=== Passage to read ===

Two summer tourists found a dying kitten one desperately-hot Emerald Beach afternoon. A moment of heartbreak, an act of charity, a lucky break — two flights and a long car ride later — and Emerald the cat is in a forever home in Oregon’s high desert.
If you threw a bullseye into Oregon, you’d come pretty near the town of Bend. It’s a long way for an eight-lives-left Caribbean beach cat.
In 2025, Pets With Wings helped fly 239 dogs and 236 cats to the mainland. Visitors or Virgin Islanders trekking back and forth brought a little puppy or kitty in a carrier under their seat or escorted them from a cargo area. At their destination airport, someone from a local shelter picked the animal up: a quick goodbye, and the soon-to-be-someone’s-best-friend was off.

“Each flight is $150 per pet,” said Annette T. Zachman, treasurer of the all-volunteer Pets With Wings. “That’s just for the flight. There are vaccines, health certificates, and other things that are needed for their safe transport.”
There’s no charge, of course, to escort a pet, nor does it pay. But the organization is always in need of support. An upcoming event in May hopes for generous five-figure donations but has options as low as $75, Zachman said.

===

[Actions to take]
1. Using the passage about Pets With Wings, explain in one to three sentences why a pet's trip costs more than the $150 flight fee.
2. Write the next part of the passage about Pets With Wings, starting after its final sentence.

=== Excerpted records ===

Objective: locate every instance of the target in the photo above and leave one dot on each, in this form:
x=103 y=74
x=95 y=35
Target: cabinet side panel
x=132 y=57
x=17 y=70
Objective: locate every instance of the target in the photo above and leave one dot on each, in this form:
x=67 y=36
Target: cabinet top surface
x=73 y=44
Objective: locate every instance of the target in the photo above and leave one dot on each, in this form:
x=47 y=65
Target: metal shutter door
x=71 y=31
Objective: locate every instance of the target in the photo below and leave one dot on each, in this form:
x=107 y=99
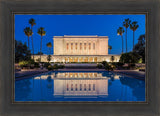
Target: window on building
x=67 y=46
x=80 y=46
x=94 y=87
x=89 y=87
x=89 y=46
x=67 y=87
x=71 y=87
x=85 y=88
x=85 y=46
x=76 y=46
x=80 y=87
x=94 y=46
x=76 y=88
x=71 y=46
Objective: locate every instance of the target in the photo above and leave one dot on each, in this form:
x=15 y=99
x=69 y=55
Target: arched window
x=76 y=46
x=67 y=46
x=94 y=46
x=89 y=46
x=80 y=46
x=85 y=46
x=94 y=87
x=71 y=46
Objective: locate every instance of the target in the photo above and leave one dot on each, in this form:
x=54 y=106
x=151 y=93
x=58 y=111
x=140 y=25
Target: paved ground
x=29 y=72
x=132 y=73
x=94 y=69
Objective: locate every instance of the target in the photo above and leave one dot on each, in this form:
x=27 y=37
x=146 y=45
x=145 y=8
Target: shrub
x=99 y=66
x=46 y=65
x=50 y=67
x=61 y=66
x=109 y=67
x=130 y=57
x=104 y=63
x=23 y=64
x=36 y=65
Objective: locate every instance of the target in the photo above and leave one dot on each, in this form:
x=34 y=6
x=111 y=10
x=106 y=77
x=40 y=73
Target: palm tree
x=110 y=47
x=32 y=22
x=49 y=45
x=28 y=32
x=134 y=27
x=42 y=33
x=126 y=24
x=120 y=32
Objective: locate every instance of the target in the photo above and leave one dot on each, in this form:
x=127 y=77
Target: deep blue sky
x=59 y=25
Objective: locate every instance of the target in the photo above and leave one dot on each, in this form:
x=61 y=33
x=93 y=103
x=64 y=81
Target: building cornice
x=80 y=36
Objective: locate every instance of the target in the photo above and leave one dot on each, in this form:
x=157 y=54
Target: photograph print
x=79 y=58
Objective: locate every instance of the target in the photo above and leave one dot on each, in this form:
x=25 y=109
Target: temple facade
x=80 y=49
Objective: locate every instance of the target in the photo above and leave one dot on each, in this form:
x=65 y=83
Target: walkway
x=29 y=72
x=132 y=73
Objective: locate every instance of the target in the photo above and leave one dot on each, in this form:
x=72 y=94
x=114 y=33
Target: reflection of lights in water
x=116 y=77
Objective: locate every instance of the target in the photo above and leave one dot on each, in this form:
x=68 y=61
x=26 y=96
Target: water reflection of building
x=69 y=49
x=80 y=84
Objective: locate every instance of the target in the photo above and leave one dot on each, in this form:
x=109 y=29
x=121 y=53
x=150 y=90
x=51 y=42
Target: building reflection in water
x=80 y=84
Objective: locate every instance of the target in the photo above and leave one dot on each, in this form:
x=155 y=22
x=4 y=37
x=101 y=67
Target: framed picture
x=76 y=65
x=74 y=57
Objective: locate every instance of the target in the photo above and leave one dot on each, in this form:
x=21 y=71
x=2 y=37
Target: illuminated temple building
x=80 y=49
x=69 y=84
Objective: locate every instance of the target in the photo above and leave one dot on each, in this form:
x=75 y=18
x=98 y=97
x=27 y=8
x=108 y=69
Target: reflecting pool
x=79 y=86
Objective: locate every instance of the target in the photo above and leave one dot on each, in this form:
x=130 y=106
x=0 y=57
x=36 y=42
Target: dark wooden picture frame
x=8 y=8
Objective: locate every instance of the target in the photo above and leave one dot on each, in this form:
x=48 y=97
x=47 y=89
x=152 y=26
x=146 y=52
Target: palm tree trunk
x=32 y=44
x=133 y=40
x=41 y=49
x=126 y=39
x=28 y=41
x=122 y=43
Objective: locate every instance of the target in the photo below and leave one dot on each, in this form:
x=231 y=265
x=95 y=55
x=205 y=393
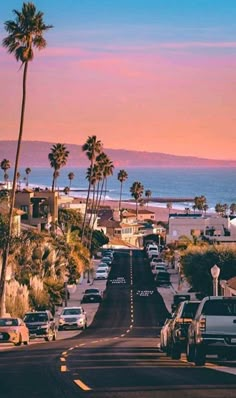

===

[Answers by item number]
1. The $150 pays only for the flight. Each pet also needs vaccines, health certificates, and other things required for its safe transport.

2.
“Every person has an opportunity to fly off with a pet,” she said. “Send us your information and we’ll do the footwork. We’ll meet you at the airport. We’ll do everything we can to help make this a smooth sailing.”

Back to that cat in Bend: “I get a call from the president of Pets With Wings. She got a call from some tourists that were down staying at Emerald Beach, down by the airport, freaking out, crying. They found this little super dehydrated — they thought it was dying — little black kitty. And I was like, oh God, it’s six o’clock, but OK. I go down there, meet them. She’s crying. It’s their 20th anniversary” Zachman said. “And I’m like, OK. So she hands me this little sick kitty through the car window. They go on about their way. But she says, let’s keep in touch because if anything, I love this cat.”
Zachman agrees to keep in touch, takes the cat home and nurses it back to health. A nonprofit, Pets With Wings is all volunteers. Zachman’s day job is as a hairdresser.
“So there’s a lady getting her haircut who’s talking about moving back to Oregon. She goes, well, we’re leaving next week, Tuesday. I said, well, would you be interested in, you know, transporting this little kitty? And she goes, ‘Sure. Why not?’”
The health certificate Zachman filled required a name for the cat found at Emerald Beach.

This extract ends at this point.